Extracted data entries
..........
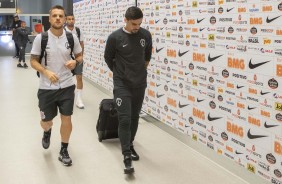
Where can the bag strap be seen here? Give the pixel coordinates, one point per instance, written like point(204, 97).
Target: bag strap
point(44, 41)
point(71, 43)
point(78, 32)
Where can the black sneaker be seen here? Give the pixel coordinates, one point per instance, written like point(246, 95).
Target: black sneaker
point(46, 139)
point(134, 155)
point(128, 168)
point(65, 158)
point(19, 65)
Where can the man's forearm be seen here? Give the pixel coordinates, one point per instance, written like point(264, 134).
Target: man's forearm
point(34, 62)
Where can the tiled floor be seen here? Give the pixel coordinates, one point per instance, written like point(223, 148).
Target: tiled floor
point(164, 159)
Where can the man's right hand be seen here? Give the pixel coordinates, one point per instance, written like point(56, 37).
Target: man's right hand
point(51, 76)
..........
YOUR TASK
Answer with a single number: the count of lines above that contain the string "pixel".

TASK RESULT
5